Copy each line of the listing below that contains the word "flower".

>> BEGIN STORED ROWS

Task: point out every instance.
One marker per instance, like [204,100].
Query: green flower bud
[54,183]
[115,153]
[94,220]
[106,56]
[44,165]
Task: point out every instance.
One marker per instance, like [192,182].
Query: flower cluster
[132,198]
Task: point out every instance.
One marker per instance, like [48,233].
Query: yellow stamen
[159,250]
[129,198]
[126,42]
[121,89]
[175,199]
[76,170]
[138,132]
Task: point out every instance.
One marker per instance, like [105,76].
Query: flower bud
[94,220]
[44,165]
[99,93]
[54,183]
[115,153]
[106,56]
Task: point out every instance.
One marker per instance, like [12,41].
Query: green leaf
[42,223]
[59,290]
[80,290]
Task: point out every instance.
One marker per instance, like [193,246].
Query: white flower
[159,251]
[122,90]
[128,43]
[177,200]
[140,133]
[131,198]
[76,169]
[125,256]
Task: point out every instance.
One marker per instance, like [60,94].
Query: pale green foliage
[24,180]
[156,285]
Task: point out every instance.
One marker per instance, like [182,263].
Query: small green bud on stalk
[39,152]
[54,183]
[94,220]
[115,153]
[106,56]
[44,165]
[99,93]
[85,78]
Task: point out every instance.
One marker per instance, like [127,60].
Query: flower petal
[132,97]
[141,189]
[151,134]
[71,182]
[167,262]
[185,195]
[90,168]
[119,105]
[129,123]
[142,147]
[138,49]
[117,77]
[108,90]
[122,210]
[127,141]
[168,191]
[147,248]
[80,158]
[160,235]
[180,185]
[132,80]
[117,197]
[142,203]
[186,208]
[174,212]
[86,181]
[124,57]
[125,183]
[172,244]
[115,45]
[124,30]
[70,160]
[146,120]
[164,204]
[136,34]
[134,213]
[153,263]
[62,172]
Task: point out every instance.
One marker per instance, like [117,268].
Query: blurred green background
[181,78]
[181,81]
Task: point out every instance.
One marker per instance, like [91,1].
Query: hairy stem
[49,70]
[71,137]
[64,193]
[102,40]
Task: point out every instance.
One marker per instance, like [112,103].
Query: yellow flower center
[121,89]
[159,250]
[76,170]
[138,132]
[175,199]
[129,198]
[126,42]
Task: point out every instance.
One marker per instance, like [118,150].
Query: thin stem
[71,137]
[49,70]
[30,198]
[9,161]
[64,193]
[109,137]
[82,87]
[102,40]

>> END STORED ROWS
>> BEGIN STORED ROWS

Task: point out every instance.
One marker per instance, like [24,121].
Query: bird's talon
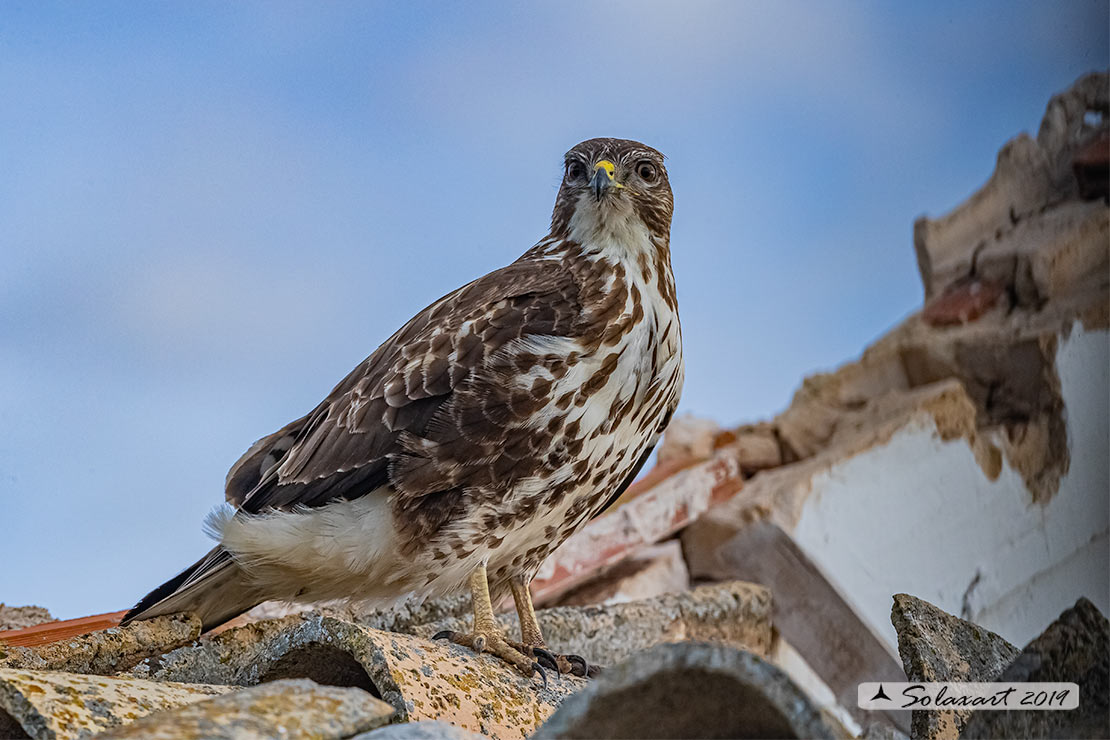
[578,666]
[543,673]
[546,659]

>> END STORED ROWS

RESULT:
Query: green flower bud
Query: flower cluster
Query: flower bud
Query: white flower
Query: flower petal
Query: yellow flower center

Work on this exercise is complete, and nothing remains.